Exercise requirements:
Present the following entries again, word for word and in full.

Records:
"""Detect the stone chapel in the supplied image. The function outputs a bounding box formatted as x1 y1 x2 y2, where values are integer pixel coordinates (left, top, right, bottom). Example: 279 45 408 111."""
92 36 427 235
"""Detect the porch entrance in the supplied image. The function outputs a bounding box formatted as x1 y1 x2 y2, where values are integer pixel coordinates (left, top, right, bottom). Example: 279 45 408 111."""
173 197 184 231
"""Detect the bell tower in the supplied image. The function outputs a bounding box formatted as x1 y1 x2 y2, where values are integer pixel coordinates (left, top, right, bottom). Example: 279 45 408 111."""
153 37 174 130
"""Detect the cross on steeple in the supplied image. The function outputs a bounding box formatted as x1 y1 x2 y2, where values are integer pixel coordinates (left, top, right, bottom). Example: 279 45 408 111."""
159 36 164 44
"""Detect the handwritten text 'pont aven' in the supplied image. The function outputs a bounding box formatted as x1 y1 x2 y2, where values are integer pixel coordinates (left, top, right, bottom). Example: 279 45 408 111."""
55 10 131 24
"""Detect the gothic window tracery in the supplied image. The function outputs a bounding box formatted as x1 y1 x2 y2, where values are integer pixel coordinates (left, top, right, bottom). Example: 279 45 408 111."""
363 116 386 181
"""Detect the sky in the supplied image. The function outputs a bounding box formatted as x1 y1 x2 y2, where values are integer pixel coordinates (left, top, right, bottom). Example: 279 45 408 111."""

Solved exercise:
"""Detect the stone chapel in the supplied image. The function outputs a bounding box formatted as x1 y1 x2 y2, where values are integer pixel coordinates (left, top, right, bottom). Example: 279 45 408 111."""
92 36 427 235
"""Detect the porch entrance in the supplied image. The function outputs a bounding box formatted as x1 y1 x2 y2, where values are integer pixel coordinates (left, top, right, bottom). Example: 279 45 408 111."""
173 197 184 231
"""Detect the bell tower in the supplied image. The function outputs a bounding box formatted as x1 y1 x2 y2, where values are integer pixel coordinates (left, top, right, bottom). Example: 279 45 408 111."""
153 37 174 130
"""Detect the cross on steeple in the supplied image. The function outputs a bounding box formatted as x1 y1 x2 y2, where values are integer pixel coordinates (left, top, right, bottom). Example: 279 45 408 111."""
159 36 164 44
"""Detect the handwritten text 'pont aven' in the supplied image. The function outputs a bounding box formatted as x1 y1 x2 y2, where values are integer pixel coordinates (left, top, right, bottom). Example: 279 45 408 111."""
55 10 131 24
"""Detect the gothic window tracery in the supplied image. The function outputs a bounding box formatted as x1 y1 x2 y2, where values are integer pixel coordinates (left, top, right, bottom). Example: 279 45 408 111."""
363 116 386 181
"""Detect the sky in the supplied image. The function outputs a bounding box formatted as x1 y1 x2 y2, where values are integer pixel coordinates (left, top, right, bottom). Example: 279 45 408 111."""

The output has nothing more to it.